Stored data entries:

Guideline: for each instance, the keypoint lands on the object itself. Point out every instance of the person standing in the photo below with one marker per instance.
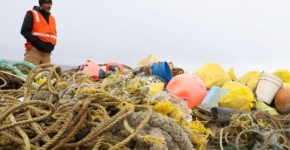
(39, 30)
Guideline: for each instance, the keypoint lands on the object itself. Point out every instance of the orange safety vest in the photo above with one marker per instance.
(41, 29)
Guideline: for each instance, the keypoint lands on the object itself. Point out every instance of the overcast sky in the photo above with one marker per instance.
(244, 34)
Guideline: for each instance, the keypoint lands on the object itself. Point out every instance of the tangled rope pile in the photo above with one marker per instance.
(70, 111)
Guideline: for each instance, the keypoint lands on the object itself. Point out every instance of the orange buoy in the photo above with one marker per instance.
(187, 87)
(92, 69)
(111, 66)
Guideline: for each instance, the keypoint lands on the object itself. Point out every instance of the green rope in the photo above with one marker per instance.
(6, 65)
(24, 63)
(232, 146)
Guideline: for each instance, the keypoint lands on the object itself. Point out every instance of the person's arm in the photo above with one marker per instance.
(27, 28)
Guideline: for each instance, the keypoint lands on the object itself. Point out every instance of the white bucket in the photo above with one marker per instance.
(267, 87)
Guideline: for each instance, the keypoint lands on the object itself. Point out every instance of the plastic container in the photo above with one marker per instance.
(187, 87)
(212, 98)
(267, 87)
(162, 70)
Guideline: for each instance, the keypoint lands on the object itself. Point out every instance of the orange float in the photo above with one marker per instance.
(187, 87)
(111, 66)
(92, 69)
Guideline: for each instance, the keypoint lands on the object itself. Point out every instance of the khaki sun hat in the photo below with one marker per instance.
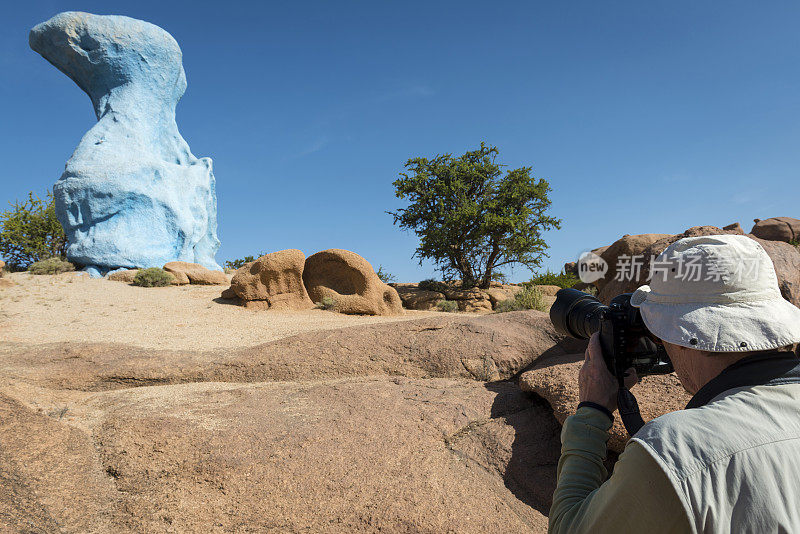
(717, 293)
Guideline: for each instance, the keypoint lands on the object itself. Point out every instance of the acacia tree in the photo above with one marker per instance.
(30, 232)
(472, 220)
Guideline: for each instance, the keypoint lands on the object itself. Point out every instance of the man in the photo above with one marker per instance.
(729, 462)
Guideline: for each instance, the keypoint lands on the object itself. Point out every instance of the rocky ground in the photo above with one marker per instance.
(125, 409)
(245, 421)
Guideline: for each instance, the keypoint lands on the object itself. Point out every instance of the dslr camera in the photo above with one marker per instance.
(625, 340)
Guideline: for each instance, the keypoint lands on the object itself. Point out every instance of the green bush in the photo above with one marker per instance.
(447, 306)
(530, 298)
(50, 266)
(562, 279)
(30, 232)
(430, 284)
(235, 264)
(327, 303)
(153, 277)
(385, 276)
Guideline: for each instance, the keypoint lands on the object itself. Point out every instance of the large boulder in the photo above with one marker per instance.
(351, 282)
(273, 281)
(555, 379)
(785, 229)
(415, 298)
(194, 273)
(132, 194)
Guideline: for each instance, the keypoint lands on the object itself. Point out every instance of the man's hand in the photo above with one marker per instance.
(595, 383)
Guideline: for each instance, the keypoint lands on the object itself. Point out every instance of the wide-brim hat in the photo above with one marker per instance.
(717, 293)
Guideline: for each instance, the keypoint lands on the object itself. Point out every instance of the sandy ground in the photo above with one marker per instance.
(75, 308)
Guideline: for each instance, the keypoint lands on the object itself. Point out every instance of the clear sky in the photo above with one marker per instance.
(644, 116)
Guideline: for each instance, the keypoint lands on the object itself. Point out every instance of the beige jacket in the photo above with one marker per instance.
(732, 465)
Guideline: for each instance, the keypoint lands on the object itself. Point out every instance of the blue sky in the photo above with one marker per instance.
(644, 116)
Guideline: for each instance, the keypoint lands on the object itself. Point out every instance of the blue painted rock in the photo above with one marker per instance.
(132, 194)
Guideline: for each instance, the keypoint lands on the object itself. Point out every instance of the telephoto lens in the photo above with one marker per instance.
(577, 314)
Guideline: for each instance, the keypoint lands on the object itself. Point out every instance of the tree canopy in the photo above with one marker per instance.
(470, 218)
(30, 232)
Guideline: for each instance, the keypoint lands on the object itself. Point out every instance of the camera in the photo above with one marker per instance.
(624, 338)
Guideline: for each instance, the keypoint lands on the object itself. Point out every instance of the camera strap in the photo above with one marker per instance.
(629, 411)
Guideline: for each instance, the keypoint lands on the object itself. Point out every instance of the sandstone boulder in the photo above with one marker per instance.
(556, 380)
(273, 281)
(126, 275)
(194, 273)
(777, 229)
(351, 282)
(469, 300)
(627, 245)
(415, 298)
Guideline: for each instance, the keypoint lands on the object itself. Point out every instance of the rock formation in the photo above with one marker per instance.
(132, 194)
(415, 298)
(777, 229)
(273, 281)
(194, 273)
(351, 282)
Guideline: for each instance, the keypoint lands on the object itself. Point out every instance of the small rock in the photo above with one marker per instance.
(194, 273)
(418, 299)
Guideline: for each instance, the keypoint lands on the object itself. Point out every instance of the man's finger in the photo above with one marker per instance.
(631, 378)
(593, 348)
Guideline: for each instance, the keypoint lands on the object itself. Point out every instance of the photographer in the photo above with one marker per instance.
(730, 461)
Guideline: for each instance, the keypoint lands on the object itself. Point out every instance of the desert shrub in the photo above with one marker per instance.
(327, 303)
(30, 232)
(499, 277)
(547, 278)
(385, 276)
(447, 306)
(235, 264)
(530, 298)
(153, 277)
(50, 266)
(430, 284)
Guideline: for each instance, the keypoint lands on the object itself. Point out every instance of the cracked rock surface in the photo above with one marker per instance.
(409, 426)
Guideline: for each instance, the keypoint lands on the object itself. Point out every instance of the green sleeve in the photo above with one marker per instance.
(637, 498)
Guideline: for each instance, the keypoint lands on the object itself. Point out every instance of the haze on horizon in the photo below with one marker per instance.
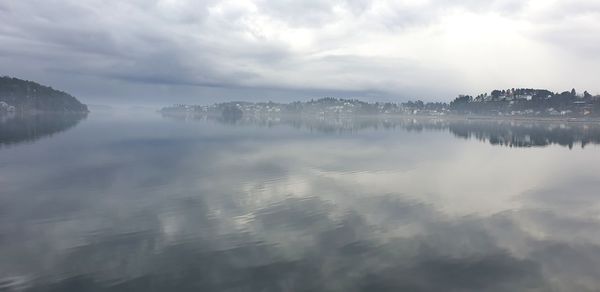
(169, 51)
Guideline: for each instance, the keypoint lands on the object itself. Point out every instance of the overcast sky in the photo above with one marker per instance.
(205, 51)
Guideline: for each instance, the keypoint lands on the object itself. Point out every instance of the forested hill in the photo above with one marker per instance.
(27, 96)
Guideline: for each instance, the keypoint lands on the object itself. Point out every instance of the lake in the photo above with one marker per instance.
(136, 201)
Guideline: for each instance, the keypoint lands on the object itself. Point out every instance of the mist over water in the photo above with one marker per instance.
(122, 202)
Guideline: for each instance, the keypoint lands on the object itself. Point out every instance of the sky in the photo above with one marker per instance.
(170, 51)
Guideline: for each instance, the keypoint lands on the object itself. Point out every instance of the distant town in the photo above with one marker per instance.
(507, 102)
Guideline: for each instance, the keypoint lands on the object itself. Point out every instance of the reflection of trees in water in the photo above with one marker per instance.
(496, 132)
(528, 134)
(19, 128)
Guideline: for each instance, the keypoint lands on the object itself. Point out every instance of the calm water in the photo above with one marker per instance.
(140, 202)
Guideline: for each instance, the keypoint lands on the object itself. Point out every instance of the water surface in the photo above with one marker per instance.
(140, 202)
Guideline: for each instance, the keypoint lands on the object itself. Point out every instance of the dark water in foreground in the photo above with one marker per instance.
(140, 202)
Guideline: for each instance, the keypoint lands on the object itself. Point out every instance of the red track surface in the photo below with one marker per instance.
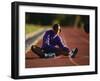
(73, 38)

▶ **EXERCISE PROMPT**
Output all of the data exactly. Skip the pictures.

▶ **SOLUTION**
Guideline: for each instance, the keypoint lands on the object itself. Point out every instance of the person standing in the photo below with one marker per instance.
(39, 30)
Guideline: for each instance, the keypoint lands on the object itself. Point out every instance of the orange safety vest in the photo above with one marker per instance.
(41, 29)
Guideline: for each instance, the keypoint lands on the object itself. Point out every instance of the overcast sky in the photo above with one marker per instance.
(244, 34)
Guideline: for each instance, the keypoint lands on the object itself. Point out every instance of the tangled rope pile in the photo above with one marker per instance.
(70, 111)
Guideline: for each instance, the keypoint lands on the object itself. Point out every instance of the orange buoy in the photo above with one marker per instance.
(187, 87)
(92, 69)
(111, 66)
Guideline: for each instance, the keypoint lands on the object itself. Point out every instance of the green rope in the photo above with one marker per instance.
(6, 65)
(24, 63)
(232, 146)
Guideline: for each instance, the keypoint lands on the object itself. Point out every instance of the person's arm in the photo above with one marker per instance.
(27, 28)
Guideline: for each instance, the keypoint lands on the object itself. Point out every instance of the white bucket in the photo above with one marker per instance.
(267, 87)
Guideline: for each instance, the keypoint lands on the object itself. Point out every instance of the plastic container in the photo above with one marker per instance.
(187, 87)
(212, 98)
(267, 87)
(162, 70)
Guideline: for each instance, the keypoint lands on the object itself. Point out every instance of the orange float in the photo above with one marker per instance.
(187, 87)
(111, 66)
(92, 69)
Guideline: for each instance, the keypoint lands on the object itself. Point out every instance of the khaki sun hat in the photo below with one marker per instance.
(717, 293)
Guideline: for each instance, the keypoint lands on the object itself. Point out every instance of the acacia tree in the photo above with one marker per instance.
(30, 232)
(472, 220)
Guideline: for each instance, the keypoint lands on the object itself. Point out every instance of the man in the photo above with one marker per instance.
(729, 462)
Guideline: for each instance, the keypoint lands on the object itself. Point out every instance of the rocky ground in the photo above with one marker per instance.
(125, 409)
(245, 421)
Guideline: for each instance, the keypoint lands on the object itself. Point out every instance of the dslr camera in the photo above with one marker per instance.
(625, 340)
Guideline: for each instance, the keypoint lands on the object itself. Point out every instance of the green bush in the photo above with one marker per instance.
(447, 306)
(530, 298)
(50, 266)
(562, 279)
(30, 232)
(430, 284)
(235, 264)
(327, 303)
(153, 277)
(385, 276)
Guideline: for each instance, the keypoint lands on the object itself. Point out every instance of the large boulder in the photo above with one marker per instance.
(351, 282)
(273, 281)
(555, 379)
(785, 229)
(415, 298)
(194, 273)
(132, 194)
Guideline: for each instance, the keypoint lands on the object itself. Point out every instance of the man's hand in the photo above with one marker per instance.
(595, 383)
Guideline: for each instance, the keypoint lands on the object itself. Point out every instance of the wide-brim hat in the photo above with one marker per instance.
(717, 293)
Guideline: for each instance, the keypoint lands on the object itself. Point out every instance of the sandy ground in the photo above with one marker per instance.
(75, 308)
Guideline: for each instance, the keypoint lands on the object itself. Point out every instance of the clear sky in the photo above with one marker per instance.
(644, 116)
Guideline: for each instance, the keypoint lands on the object itself. Point out every instance of the beige jacket in the photo above with one marker per instance.
(732, 465)
Guideline: for each instance, the keypoint lands on the object itself. Point out every instance of the blue sky in the photo above with one marker per instance.
(644, 116)
Guideline: for each instance, the keypoint lands on the object itself. Point out every instance of the blue painted rock in the photo above with one marker per instance.
(132, 194)
Guideline: for each instance, the keypoint lands on the object itself. Point out every instance of the telephoto lens in the photo above with one marker per instance.
(577, 314)
Guideline: for each instance, the keypoint lands on the object itself. Point out every instance of the tree canopy in the photo above with one marker per instance.
(470, 218)
(30, 232)
Guideline: for each instance, the keypoint lands on the object itself. Point out every instance of the camera in the photo above with one marker per instance.
(624, 338)
Guideline: for each instance, the keypoint lands on the object itself. Point out every instance of the camera strap in the photo above with one marker per instance.
(629, 411)
Guideline: for each instance, the keypoint lands on the object itself. Point out every instance of the sandstone boulder in the photo above with one marker per instance.
(556, 380)
(273, 281)
(126, 275)
(194, 273)
(777, 229)
(351, 282)
(469, 300)
(627, 245)
(415, 298)
Guideline: for each instance, the keypoint lands on the object itself. Point out every instance of the rock formation in the photo above with one marker per instance.
(132, 194)
(415, 298)
(777, 229)
(273, 281)
(194, 273)
(351, 282)
Guideline: for each instance, the keypoint lands on the object itself. Point out every instance of the small rock in the photo above with one marker per instance.
(194, 273)
(418, 299)
Guideline: for each instance, the keypoint lands on the object itself. Point out every instance of the man's finger in the photo above with one marker per instance.
(631, 378)
(593, 348)
Guideline: for each instance, the keypoint lands on the object itself. Point out every instance of the photographer in the photo above with one marker per instance.
(730, 461)
Guideline: for each instance, the keypoint lands on the object itself. Point out every instance of the desert shrub in the photo above with one marker per instance.
(327, 303)
(30, 232)
(499, 277)
(547, 278)
(385, 276)
(447, 306)
(235, 264)
(530, 298)
(153, 277)
(50, 266)
(430, 284)
Guideline: for each instance, the keypoint lands on the object itself. Point out every instance of the cracked rock surface in the photo above with one marker per instance.
(409, 426)
Guideline: for each instance, the keypoint lands on the object itself. Point out every instance of the green sleeve in the photo above with one marker per instance.
(637, 498)
Guideline: for each instance, the keypoint lands on the object itself. Point out every instance of the haze on horizon in the photo below with one marker per instance.
(169, 51)
Guideline: for each instance, the keypoint lands on the object itself. Point out every instance of the overcast sky in the photo above with one marker per instance.
(205, 51)
Guideline: for each instance, the keypoint lands on the object itself. Point out every instance of the forested hill in the photo above with one marker per instance.
(27, 96)
Guideline: for each instance, the keypoint lands on the object itself. Point out every instance of the lake in the photo above with one marker per instance.
(136, 201)
Guideline: for each instance, the keypoint lands on the object itself. Point out every instance of the mist over water in the photo above with one marker per instance.
(122, 202)
Guideline: for each instance, the keypoint lands on the object itself. Point out every instance of the sky in the photo above with one marker per instance.
(170, 51)
Guideline: for each instance, the keypoint lands on the object itself. Point out every instance of the distant town in the photo above with one marker per instance.
(507, 102)
Guideline: for each instance, the keypoint lands on the object itself. Point out every instance of the reflection of trees in water in the photo above with one marker per instance.
(496, 132)
(528, 134)
(19, 128)
Guideline: for each instance, the keypoint lands on the object itself. Point out every instance of the calm water in the photo above with one marker per instance.
(140, 202)
Guideline: for each instance, the keypoint lands on the object itself. Point out every instance of the water surface in the photo above with one marker per instance.
(140, 202)
Guideline: for each instance, the keypoint lands on the object itself. Point out every instance of the dark water in foreground in the photo above with one marker per instance.
(140, 202)
Guideline: for each instance, the keypoint lands on the object itself. Point out every instance of the red track surface in the photo below with one marker per instance.
(73, 38)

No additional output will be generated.